━━━━━ Input material
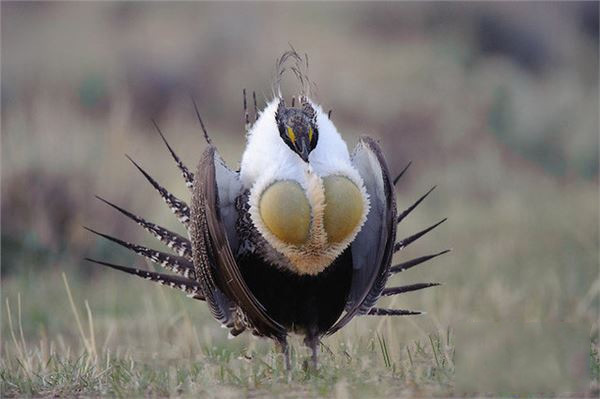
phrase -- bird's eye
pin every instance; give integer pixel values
(291, 135)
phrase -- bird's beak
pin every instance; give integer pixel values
(303, 149)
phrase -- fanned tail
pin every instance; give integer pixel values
(414, 262)
(407, 288)
(191, 288)
(408, 210)
(177, 206)
(177, 264)
(179, 244)
(187, 175)
(408, 240)
(392, 312)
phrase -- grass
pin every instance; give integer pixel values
(514, 153)
(212, 367)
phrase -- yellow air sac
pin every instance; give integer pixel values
(285, 211)
(343, 207)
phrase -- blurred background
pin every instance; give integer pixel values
(496, 103)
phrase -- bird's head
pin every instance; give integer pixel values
(298, 127)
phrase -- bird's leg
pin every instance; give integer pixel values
(312, 341)
(285, 350)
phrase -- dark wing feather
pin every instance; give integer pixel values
(219, 272)
(372, 250)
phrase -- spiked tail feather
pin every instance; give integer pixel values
(177, 206)
(187, 175)
(408, 240)
(408, 210)
(177, 264)
(402, 173)
(191, 288)
(179, 244)
(392, 312)
(407, 288)
(414, 262)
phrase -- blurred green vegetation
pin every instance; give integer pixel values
(496, 103)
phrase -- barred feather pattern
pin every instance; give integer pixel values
(187, 175)
(191, 288)
(176, 242)
(177, 206)
(177, 264)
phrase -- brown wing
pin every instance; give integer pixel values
(373, 248)
(216, 267)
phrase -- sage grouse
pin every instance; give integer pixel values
(299, 240)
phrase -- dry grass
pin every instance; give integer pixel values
(513, 148)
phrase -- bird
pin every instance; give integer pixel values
(299, 240)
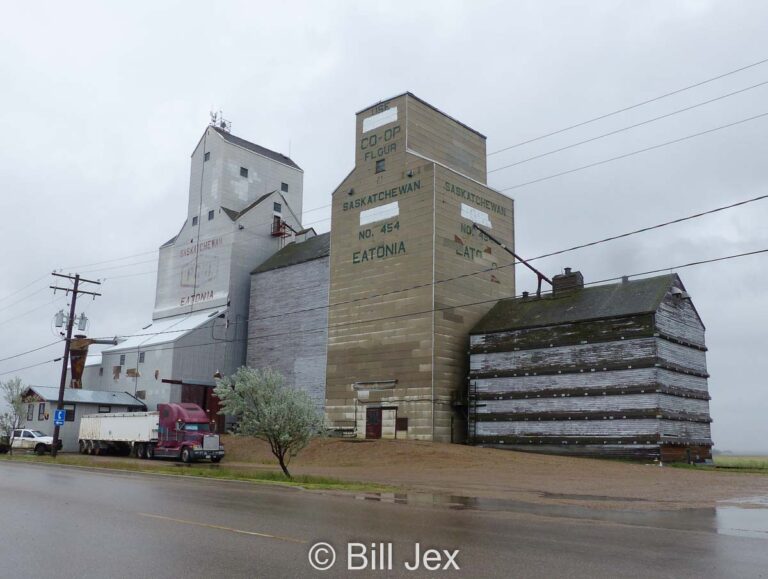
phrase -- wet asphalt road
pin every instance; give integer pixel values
(65, 522)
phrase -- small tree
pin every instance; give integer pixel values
(268, 409)
(11, 393)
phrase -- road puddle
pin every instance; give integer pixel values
(743, 517)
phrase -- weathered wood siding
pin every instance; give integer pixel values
(479, 274)
(580, 357)
(288, 324)
(677, 318)
(388, 319)
(682, 357)
(597, 382)
(610, 330)
(611, 406)
(621, 387)
(617, 428)
(437, 137)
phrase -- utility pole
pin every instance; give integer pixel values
(70, 322)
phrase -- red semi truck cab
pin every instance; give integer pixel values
(184, 431)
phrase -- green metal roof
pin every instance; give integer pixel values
(628, 298)
(77, 396)
(294, 253)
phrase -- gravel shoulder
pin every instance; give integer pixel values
(491, 473)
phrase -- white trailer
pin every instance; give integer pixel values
(173, 431)
(128, 427)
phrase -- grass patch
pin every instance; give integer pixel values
(205, 470)
(730, 463)
(751, 463)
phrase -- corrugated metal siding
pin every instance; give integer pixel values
(288, 325)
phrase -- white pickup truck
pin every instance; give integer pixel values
(27, 439)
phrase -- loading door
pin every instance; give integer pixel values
(373, 422)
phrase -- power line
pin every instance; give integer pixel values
(625, 155)
(651, 227)
(149, 252)
(691, 264)
(25, 298)
(47, 304)
(629, 108)
(28, 367)
(440, 309)
(627, 128)
(18, 291)
(30, 351)
(513, 264)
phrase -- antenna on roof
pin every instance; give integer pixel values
(218, 120)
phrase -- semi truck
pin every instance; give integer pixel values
(181, 431)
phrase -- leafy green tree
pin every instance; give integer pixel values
(11, 393)
(265, 407)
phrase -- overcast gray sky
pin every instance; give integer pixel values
(101, 104)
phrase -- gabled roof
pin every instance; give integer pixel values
(165, 330)
(263, 151)
(422, 101)
(76, 396)
(642, 296)
(294, 253)
(235, 215)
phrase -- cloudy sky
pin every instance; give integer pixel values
(101, 105)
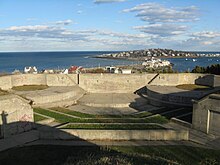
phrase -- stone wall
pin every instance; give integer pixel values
(28, 79)
(206, 115)
(71, 134)
(16, 115)
(101, 83)
(113, 83)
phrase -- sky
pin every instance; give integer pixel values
(109, 25)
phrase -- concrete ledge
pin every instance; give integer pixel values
(181, 122)
(171, 95)
(53, 95)
(114, 135)
(18, 140)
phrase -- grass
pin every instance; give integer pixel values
(38, 118)
(113, 126)
(63, 118)
(95, 155)
(85, 115)
(193, 87)
(2, 92)
(30, 87)
(142, 114)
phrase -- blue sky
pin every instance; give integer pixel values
(56, 25)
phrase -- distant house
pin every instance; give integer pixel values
(30, 69)
(16, 72)
(75, 69)
(126, 71)
(110, 69)
(48, 71)
(118, 71)
(65, 71)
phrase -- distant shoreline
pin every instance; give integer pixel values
(143, 58)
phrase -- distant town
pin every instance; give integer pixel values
(150, 61)
(161, 53)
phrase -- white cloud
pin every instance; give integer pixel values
(162, 30)
(107, 1)
(206, 34)
(65, 22)
(157, 13)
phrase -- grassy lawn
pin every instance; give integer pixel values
(63, 118)
(193, 87)
(95, 155)
(2, 92)
(85, 115)
(38, 118)
(30, 87)
(113, 126)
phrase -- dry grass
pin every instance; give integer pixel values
(193, 87)
(2, 92)
(30, 87)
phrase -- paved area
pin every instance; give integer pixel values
(102, 110)
(112, 104)
(119, 100)
(179, 92)
(47, 92)
(198, 136)
(114, 143)
(53, 95)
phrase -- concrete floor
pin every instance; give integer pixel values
(112, 104)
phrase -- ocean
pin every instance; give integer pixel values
(60, 60)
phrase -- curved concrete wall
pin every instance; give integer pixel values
(100, 83)
(7, 82)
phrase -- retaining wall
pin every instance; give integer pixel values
(206, 115)
(71, 134)
(16, 115)
(102, 83)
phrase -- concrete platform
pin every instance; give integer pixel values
(173, 96)
(53, 96)
(102, 110)
(112, 100)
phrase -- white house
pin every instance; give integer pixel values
(126, 71)
(30, 69)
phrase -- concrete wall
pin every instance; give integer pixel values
(209, 80)
(70, 134)
(100, 83)
(61, 79)
(7, 82)
(28, 79)
(203, 112)
(18, 115)
(176, 79)
(113, 83)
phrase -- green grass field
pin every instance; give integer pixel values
(95, 155)
(193, 87)
(61, 118)
(2, 92)
(38, 118)
(30, 87)
(85, 115)
(113, 126)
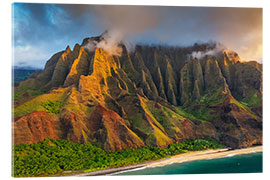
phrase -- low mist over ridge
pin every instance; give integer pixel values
(239, 29)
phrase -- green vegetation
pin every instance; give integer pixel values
(252, 101)
(52, 106)
(54, 157)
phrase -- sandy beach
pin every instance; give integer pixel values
(189, 156)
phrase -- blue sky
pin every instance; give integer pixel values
(40, 30)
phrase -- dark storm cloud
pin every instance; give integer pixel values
(53, 26)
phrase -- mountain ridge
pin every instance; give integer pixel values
(153, 96)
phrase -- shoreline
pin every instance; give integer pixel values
(184, 157)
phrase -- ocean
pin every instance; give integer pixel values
(244, 163)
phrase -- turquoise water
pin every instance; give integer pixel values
(246, 163)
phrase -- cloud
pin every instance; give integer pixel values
(58, 25)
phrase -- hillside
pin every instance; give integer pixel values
(152, 96)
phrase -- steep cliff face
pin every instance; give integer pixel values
(153, 96)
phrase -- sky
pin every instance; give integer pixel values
(41, 30)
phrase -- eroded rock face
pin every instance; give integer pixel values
(137, 99)
(35, 127)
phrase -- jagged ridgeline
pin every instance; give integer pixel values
(152, 96)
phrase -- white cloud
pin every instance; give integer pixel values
(30, 56)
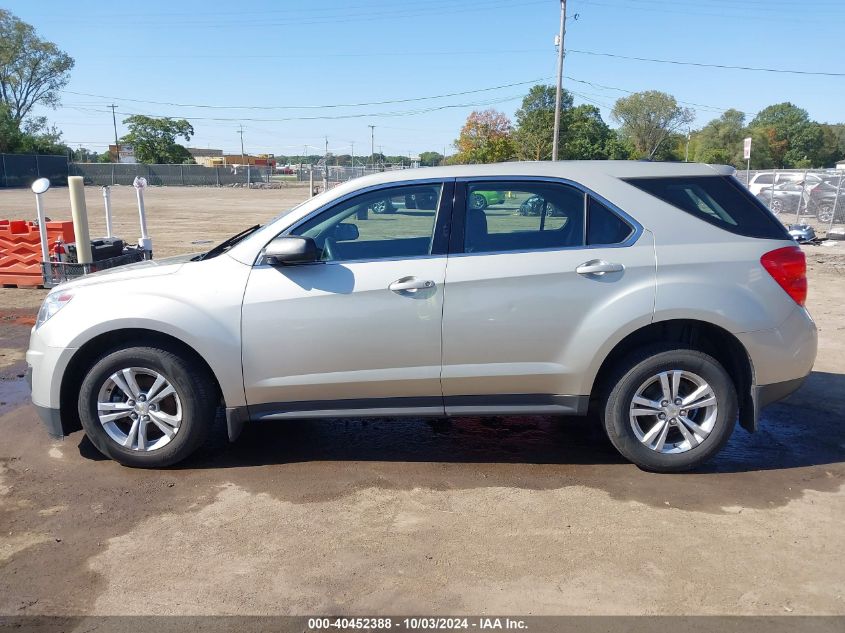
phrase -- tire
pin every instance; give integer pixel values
(477, 202)
(176, 424)
(637, 435)
(825, 212)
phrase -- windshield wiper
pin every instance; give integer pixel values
(224, 246)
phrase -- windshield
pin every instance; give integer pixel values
(226, 244)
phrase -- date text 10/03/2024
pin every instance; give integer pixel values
(416, 623)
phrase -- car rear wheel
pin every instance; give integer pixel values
(670, 410)
(146, 406)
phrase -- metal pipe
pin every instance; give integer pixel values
(774, 180)
(42, 228)
(801, 199)
(79, 212)
(145, 242)
(107, 201)
(835, 203)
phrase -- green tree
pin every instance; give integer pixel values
(585, 135)
(535, 122)
(794, 140)
(720, 141)
(486, 137)
(32, 70)
(32, 137)
(154, 139)
(431, 159)
(649, 118)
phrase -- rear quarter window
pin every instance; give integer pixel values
(718, 200)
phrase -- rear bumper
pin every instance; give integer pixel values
(51, 419)
(785, 353)
(782, 358)
(767, 394)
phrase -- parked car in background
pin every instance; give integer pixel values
(823, 200)
(769, 178)
(783, 198)
(483, 199)
(661, 296)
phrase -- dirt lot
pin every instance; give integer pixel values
(475, 515)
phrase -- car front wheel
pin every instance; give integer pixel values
(670, 410)
(147, 406)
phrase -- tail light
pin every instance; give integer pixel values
(788, 267)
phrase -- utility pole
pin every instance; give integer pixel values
(243, 155)
(116, 144)
(559, 77)
(326, 166)
(241, 132)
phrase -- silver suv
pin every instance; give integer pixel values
(662, 297)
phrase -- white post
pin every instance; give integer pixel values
(107, 201)
(42, 218)
(835, 203)
(801, 199)
(79, 213)
(145, 242)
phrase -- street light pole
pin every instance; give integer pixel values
(559, 92)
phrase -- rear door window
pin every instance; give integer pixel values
(718, 200)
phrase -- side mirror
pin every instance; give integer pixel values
(345, 232)
(291, 249)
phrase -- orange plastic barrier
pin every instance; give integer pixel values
(20, 250)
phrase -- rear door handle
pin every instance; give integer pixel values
(599, 267)
(410, 283)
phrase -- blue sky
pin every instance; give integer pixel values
(269, 56)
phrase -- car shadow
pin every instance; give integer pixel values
(804, 430)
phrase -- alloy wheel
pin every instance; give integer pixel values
(139, 408)
(673, 411)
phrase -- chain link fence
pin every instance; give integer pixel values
(170, 175)
(333, 175)
(21, 170)
(801, 196)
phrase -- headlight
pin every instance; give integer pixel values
(54, 302)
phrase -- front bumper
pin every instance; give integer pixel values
(45, 367)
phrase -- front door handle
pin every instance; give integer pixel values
(410, 283)
(599, 267)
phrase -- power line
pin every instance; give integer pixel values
(396, 113)
(704, 65)
(313, 107)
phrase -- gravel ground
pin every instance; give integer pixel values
(521, 515)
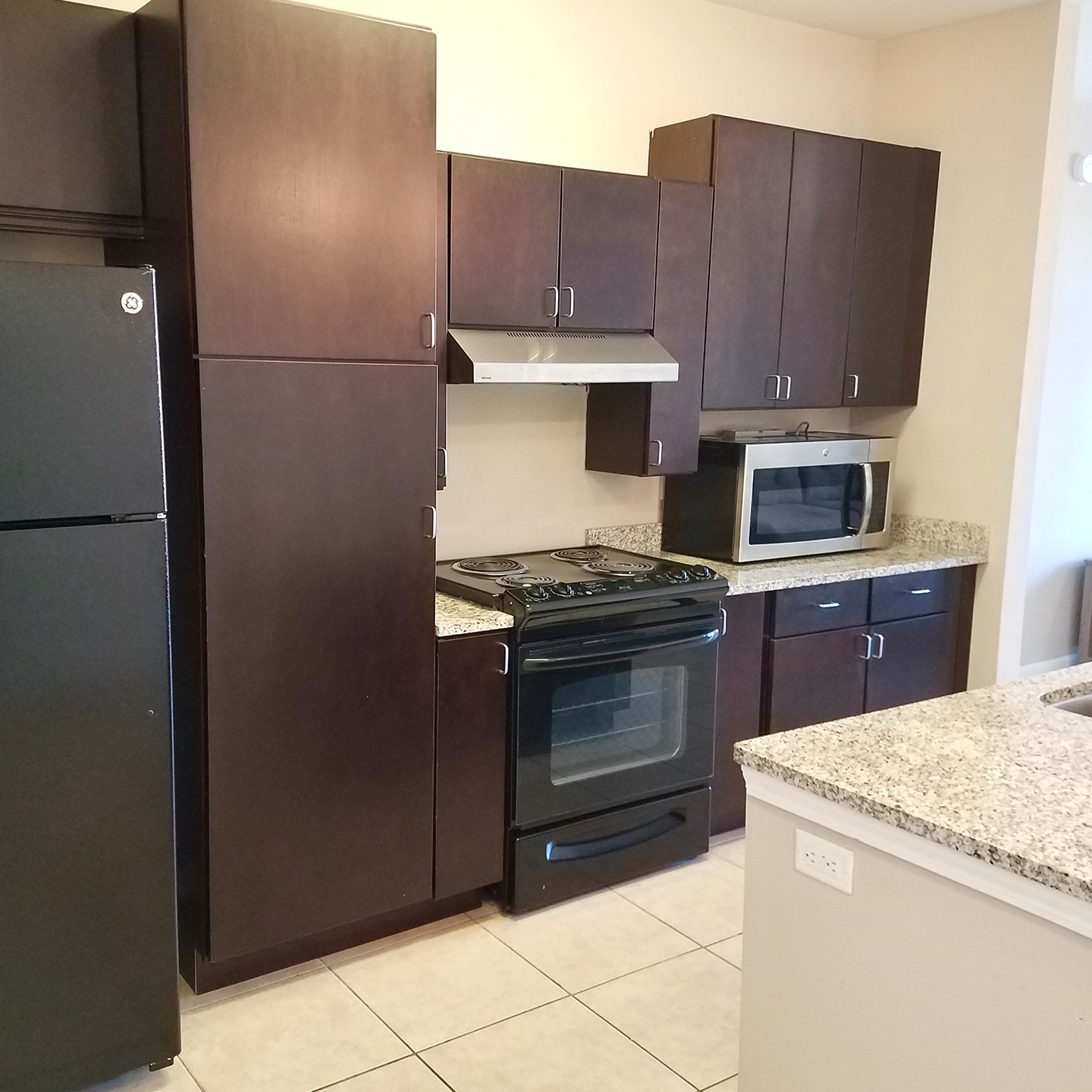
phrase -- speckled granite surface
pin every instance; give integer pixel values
(994, 774)
(456, 617)
(918, 545)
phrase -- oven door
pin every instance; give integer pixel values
(614, 717)
(803, 498)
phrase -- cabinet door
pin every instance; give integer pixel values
(891, 275)
(752, 169)
(68, 119)
(506, 220)
(471, 739)
(608, 250)
(912, 661)
(652, 428)
(823, 224)
(816, 678)
(739, 704)
(322, 647)
(312, 180)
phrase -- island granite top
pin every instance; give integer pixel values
(995, 774)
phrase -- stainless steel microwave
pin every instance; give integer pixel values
(759, 496)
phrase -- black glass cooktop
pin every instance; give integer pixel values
(577, 576)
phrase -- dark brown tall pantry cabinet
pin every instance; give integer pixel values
(290, 201)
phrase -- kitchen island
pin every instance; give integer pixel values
(948, 943)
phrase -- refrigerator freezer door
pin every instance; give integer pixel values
(80, 424)
(87, 949)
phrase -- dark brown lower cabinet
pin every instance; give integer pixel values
(322, 647)
(739, 705)
(912, 661)
(816, 677)
(471, 736)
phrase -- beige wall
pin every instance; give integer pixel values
(980, 92)
(911, 984)
(581, 83)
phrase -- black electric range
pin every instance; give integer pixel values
(612, 712)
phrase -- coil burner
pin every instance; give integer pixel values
(491, 567)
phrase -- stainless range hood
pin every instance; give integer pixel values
(556, 356)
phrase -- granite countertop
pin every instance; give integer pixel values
(994, 774)
(456, 617)
(918, 545)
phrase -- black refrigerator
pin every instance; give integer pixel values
(87, 933)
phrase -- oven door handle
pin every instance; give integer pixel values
(598, 846)
(606, 655)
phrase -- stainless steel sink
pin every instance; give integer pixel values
(1082, 705)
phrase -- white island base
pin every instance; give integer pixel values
(918, 981)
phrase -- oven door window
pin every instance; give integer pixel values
(608, 719)
(806, 504)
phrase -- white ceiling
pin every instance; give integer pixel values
(875, 19)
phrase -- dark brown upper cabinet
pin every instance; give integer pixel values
(302, 124)
(506, 221)
(69, 124)
(608, 250)
(819, 263)
(652, 428)
(823, 225)
(891, 275)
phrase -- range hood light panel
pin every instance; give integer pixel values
(516, 356)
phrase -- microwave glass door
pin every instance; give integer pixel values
(603, 720)
(806, 504)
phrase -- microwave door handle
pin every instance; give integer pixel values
(544, 663)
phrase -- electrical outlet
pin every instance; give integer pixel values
(824, 861)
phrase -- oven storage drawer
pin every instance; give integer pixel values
(573, 858)
(821, 607)
(913, 595)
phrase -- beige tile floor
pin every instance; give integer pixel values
(629, 990)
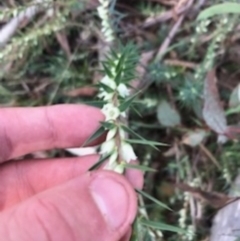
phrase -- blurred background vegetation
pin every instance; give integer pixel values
(188, 74)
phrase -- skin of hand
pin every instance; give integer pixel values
(58, 199)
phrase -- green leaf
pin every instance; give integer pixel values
(162, 226)
(125, 105)
(118, 77)
(139, 167)
(99, 163)
(221, 8)
(145, 142)
(94, 136)
(106, 87)
(161, 204)
(107, 70)
(108, 125)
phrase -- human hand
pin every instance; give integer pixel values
(57, 199)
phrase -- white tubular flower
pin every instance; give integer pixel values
(123, 90)
(109, 82)
(111, 133)
(122, 134)
(113, 158)
(127, 152)
(110, 111)
(108, 147)
(105, 95)
(119, 169)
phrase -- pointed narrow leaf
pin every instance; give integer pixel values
(118, 77)
(94, 136)
(162, 226)
(139, 167)
(99, 162)
(125, 105)
(107, 70)
(144, 194)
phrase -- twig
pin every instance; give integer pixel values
(173, 32)
(209, 155)
(169, 38)
(166, 15)
(181, 63)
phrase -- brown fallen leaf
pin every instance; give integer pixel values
(213, 113)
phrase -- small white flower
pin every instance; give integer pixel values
(109, 82)
(107, 147)
(119, 169)
(105, 95)
(123, 90)
(111, 133)
(110, 111)
(127, 152)
(122, 134)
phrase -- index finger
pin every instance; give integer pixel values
(29, 129)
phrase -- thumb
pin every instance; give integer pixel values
(94, 206)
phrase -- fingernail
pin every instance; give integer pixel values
(112, 200)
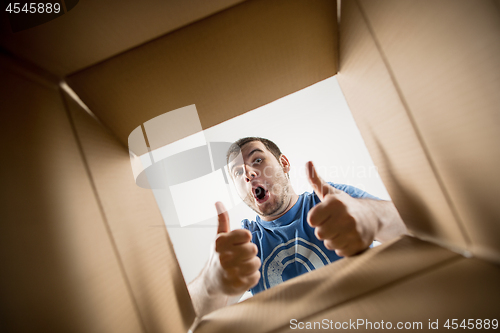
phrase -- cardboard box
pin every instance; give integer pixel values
(421, 79)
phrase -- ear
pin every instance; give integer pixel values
(285, 163)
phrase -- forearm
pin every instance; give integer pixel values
(389, 224)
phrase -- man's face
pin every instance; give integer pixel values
(260, 180)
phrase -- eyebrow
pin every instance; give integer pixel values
(256, 150)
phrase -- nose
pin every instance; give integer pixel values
(250, 173)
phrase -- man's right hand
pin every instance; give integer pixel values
(234, 267)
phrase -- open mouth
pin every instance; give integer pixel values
(260, 194)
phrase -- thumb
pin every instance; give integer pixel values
(320, 187)
(223, 217)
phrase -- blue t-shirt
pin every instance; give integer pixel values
(287, 246)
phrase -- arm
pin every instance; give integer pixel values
(232, 269)
(348, 225)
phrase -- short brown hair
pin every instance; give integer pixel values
(236, 147)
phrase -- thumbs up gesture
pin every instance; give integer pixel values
(344, 224)
(234, 267)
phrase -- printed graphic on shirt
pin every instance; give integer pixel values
(298, 251)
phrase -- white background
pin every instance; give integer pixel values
(312, 124)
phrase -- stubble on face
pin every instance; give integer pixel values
(279, 199)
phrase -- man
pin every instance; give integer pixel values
(292, 234)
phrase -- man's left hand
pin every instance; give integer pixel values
(345, 224)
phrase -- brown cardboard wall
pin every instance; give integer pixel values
(390, 136)
(421, 81)
(60, 271)
(403, 280)
(137, 229)
(444, 60)
(96, 30)
(226, 64)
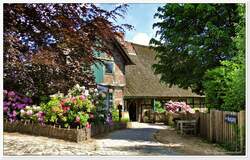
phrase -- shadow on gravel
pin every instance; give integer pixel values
(133, 134)
(142, 150)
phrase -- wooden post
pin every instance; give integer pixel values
(241, 125)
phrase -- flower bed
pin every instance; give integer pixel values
(69, 117)
(69, 134)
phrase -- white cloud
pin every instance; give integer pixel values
(141, 38)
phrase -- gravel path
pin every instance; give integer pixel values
(135, 141)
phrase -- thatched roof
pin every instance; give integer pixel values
(141, 80)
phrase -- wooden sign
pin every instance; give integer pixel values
(231, 118)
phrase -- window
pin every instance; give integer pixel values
(108, 67)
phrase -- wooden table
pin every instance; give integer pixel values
(186, 125)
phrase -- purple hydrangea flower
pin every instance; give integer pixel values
(5, 93)
(27, 100)
(5, 109)
(20, 106)
(11, 94)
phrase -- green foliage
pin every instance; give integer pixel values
(192, 39)
(158, 107)
(225, 85)
(115, 114)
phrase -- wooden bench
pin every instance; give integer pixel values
(185, 126)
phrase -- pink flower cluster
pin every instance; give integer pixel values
(178, 106)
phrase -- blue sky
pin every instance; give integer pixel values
(141, 16)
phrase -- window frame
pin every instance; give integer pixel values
(105, 68)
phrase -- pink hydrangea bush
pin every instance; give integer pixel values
(13, 103)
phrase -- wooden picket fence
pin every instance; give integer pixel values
(214, 127)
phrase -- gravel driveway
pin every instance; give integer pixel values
(137, 141)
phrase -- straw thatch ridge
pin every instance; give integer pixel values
(141, 80)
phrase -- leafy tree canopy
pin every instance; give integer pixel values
(225, 85)
(192, 39)
(47, 46)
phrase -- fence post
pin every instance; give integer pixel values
(241, 125)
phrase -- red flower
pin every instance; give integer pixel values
(88, 125)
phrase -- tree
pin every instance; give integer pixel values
(192, 39)
(225, 85)
(49, 47)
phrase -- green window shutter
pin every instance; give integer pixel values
(99, 54)
(98, 70)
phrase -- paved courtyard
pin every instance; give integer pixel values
(136, 141)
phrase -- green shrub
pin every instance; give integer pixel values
(115, 114)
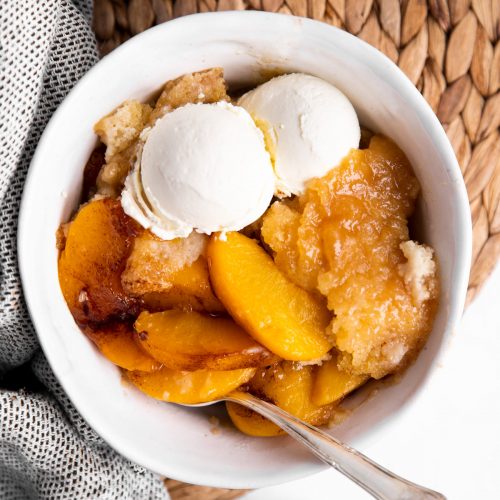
━━━━━━━━━━
### [Stated problem]
Count the lines of the listing that contain the word "hood", treating case as significant, and give only that number.

### [Answer to the task]
2